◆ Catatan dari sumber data
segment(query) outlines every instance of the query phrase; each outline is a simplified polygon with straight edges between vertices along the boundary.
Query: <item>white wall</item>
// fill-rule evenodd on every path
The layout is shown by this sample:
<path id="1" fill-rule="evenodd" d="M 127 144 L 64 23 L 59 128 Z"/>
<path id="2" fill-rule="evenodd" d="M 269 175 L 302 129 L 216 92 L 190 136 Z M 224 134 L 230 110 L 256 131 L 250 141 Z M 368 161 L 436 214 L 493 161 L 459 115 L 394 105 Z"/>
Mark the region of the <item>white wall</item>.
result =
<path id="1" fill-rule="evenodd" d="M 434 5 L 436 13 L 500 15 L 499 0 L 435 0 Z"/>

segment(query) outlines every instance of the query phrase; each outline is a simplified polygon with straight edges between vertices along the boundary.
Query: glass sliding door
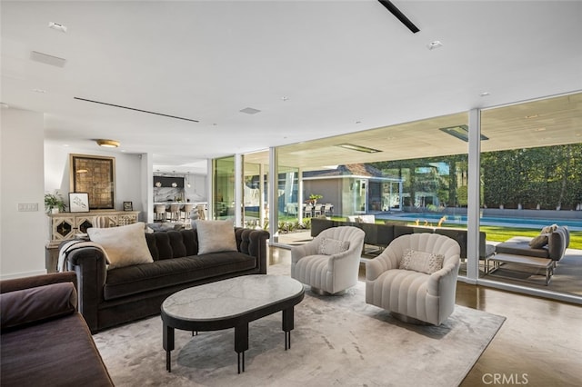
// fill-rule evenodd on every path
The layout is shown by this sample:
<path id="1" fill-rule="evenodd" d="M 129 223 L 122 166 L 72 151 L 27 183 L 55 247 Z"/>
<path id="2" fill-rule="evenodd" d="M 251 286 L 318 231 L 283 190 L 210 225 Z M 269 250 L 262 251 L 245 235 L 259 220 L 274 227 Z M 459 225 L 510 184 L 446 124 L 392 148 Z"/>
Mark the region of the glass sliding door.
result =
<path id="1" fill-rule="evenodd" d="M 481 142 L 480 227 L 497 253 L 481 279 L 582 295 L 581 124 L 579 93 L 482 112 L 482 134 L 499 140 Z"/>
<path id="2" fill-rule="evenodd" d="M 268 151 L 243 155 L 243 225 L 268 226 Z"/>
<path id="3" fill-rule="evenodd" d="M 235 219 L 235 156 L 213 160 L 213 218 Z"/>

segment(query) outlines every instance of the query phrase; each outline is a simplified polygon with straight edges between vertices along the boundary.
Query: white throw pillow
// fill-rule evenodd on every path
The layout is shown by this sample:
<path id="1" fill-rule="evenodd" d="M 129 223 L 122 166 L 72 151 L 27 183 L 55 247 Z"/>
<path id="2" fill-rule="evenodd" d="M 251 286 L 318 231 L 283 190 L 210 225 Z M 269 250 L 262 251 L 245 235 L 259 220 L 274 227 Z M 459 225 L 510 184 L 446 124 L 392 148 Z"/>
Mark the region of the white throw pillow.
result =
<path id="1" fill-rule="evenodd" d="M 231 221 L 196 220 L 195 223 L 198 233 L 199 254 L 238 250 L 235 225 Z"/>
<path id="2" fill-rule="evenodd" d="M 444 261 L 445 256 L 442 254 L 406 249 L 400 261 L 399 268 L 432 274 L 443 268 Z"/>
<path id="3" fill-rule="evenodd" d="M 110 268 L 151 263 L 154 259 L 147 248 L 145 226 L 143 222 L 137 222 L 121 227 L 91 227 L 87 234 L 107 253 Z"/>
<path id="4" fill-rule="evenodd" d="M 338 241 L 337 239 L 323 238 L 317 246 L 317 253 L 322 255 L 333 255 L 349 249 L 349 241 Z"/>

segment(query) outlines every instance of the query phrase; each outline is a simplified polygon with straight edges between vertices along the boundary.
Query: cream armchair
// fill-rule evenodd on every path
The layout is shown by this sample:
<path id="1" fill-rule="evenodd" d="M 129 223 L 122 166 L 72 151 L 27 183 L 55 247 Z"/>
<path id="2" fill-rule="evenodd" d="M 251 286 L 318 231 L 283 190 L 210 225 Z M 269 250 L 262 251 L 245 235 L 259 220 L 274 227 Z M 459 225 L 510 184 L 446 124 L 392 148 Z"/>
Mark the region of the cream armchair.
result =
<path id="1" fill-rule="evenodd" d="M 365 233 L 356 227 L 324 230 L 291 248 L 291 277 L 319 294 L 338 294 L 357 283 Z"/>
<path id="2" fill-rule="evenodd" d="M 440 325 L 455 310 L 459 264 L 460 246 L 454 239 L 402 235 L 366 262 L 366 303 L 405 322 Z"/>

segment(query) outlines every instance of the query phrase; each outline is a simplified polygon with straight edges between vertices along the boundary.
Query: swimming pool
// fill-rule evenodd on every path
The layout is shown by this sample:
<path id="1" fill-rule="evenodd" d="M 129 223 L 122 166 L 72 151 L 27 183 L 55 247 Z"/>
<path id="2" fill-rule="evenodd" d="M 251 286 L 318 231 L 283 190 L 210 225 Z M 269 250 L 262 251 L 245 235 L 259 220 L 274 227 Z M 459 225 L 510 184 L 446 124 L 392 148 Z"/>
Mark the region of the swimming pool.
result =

◆ Yang Harus Dikerjakan
Tolong salin kembali semua baris daftar di atas tanpa perubahan apa pun, tetapi jangan sertakan gambarnya dalam jawaban.

◆ Jawaban Latihan
segment(query) outlines every instance of the query phrase; each outline is a simplified polygon with straight edges between vertices along the boundary.
Query: <item>white wall</item>
// fill-rule evenodd on every path
The layout is shown by this sample:
<path id="1" fill-rule="evenodd" d="M 127 144 L 64 23 L 59 128 Z"/>
<path id="2" fill-rule="evenodd" d="M 269 175 L 302 129 L 216 92 L 190 136 Z M 224 134 L 230 110 L 256 131 L 250 141 Z M 368 161 L 436 214 L 493 161 L 459 115 L 394 105 Z"/>
Mark the region of the <item>white wall</item>.
result =
<path id="1" fill-rule="evenodd" d="M 434 5 L 436 13 L 500 15 L 499 0 L 435 0 Z"/>

segment(query) outlines every instance of the query phrase; each outline is a simplified polygon with straight edges between vertices along the boundary.
Query: glass sliding door
// fill-rule evenodd on every path
The layout is shown by this sample:
<path id="1" fill-rule="evenodd" d="M 129 223 L 122 166 L 72 151 L 27 183 L 55 247 Z"/>
<path id="2" fill-rule="evenodd" d="M 251 286 L 318 231 L 283 190 L 210 225 Z M 269 250 L 262 251 L 245 235 L 259 220 L 274 227 Z M 459 225 L 510 184 L 446 124 L 392 148 Z"/>
Mark the region of the glass sliding door.
result =
<path id="1" fill-rule="evenodd" d="M 481 142 L 480 227 L 497 253 L 481 279 L 582 295 L 581 124 L 579 93 L 482 112 L 482 134 L 499 140 Z"/>
<path id="2" fill-rule="evenodd" d="M 268 151 L 243 155 L 243 225 L 268 226 Z"/>
<path id="3" fill-rule="evenodd" d="M 235 219 L 235 156 L 213 160 L 213 218 Z"/>

segment(query) outlines every instance of the query phrase; each outline is a simplified polygon with straight edges between vertices along the boundary.
Query: white throw pillow
// fill-rule evenodd on every path
The layout is shown by this sample:
<path id="1" fill-rule="evenodd" d="M 129 223 L 122 166 L 72 151 L 27 183 L 55 247 Z"/>
<path id="2" fill-rule="evenodd" d="M 251 286 L 318 231 L 283 190 L 210 225 Z M 269 250 L 262 251 L 245 235 L 259 220 L 274 227 Z M 459 225 L 510 184 L 446 124 L 392 148 Z"/>
Mark the region of the white throw pillow.
result =
<path id="1" fill-rule="evenodd" d="M 231 221 L 196 220 L 195 223 L 198 233 L 199 254 L 238 250 L 235 225 Z"/>
<path id="2" fill-rule="evenodd" d="M 444 261 L 445 256 L 442 254 L 406 249 L 400 261 L 399 268 L 432 274 L 443 268 Z"/>
<path id="3" fill-rule="evenodd" d="M 110 268 L 151 263 L 154 259 L 147 248 L 145 226 L 143 222 L 137 222 L 121 227 L 91 227 L 87 234 L 107 253 Z"/>
<path id="4" fill-rule="evenodd" d="M 338 241 L 337 239 L 323 238 L 317 246 L 317 253 L 322 255 L 333 255 L 349 249 L 349 241 Z"/>

segment(query) outlines every instance of the query phrase; each outline is a simplified polygon with straight edges between vertices along the boundary.
Query: cream armchair
// fill-rule evenodd on every path
The layout is shown by this sample:
<path id="1" fill-rule="evenodd" d="M 129 223 L 122 166 L 72 151 L 27 183 L 55 247 Z"/>
<path id="2" fill-rule="evenodd" d="M 251 286 L 318 231 L 283 190 L 210 225 Z M 269 250 L 262 251 L 245 235 L 259 220 L 274 227 Z M 459 225 L 510 184 L 446 124 L 392 148 Z"/>
Mark the region of the cream armchair.
result =
<path id="1" fill-rule="evenodd" d="M 365 233 L 356 227 L 324 230 L 291 248 L 291 277 L 319 294 L 338 294 L 357 283 Z"/>
<path id="2" fill-rule="evenodd" d="M 440 325 L 455 310 L 459 264 L 460 246 L 454 239 L 402 235 L 366 262 L 366 303 L 405 322 Z"/>

segment(query) outlines every instance of the query phrase; each outline is a simplified polygon with straight edges between vertices along the boundary.
Query: swimming pool
// fill-rule evenodd on every path
The layout is shown by this sample:
<path id="1" fill-rule="evenodd" d="M 129 223 L 122 166 L 72 151 L 27 183 L 55 247 Z"/>
<path id="2" fill-rule="evenodd" d="M 251 286 L 318 231 L 283 190 L 210 225 Z M 269 250 L 262 251 L 245 235 L 259 220 L 274 227 Z M 459 225 L 510 184 L 446 124 L 392 148 Z"/>
Mark the region of the swimming pool.
result =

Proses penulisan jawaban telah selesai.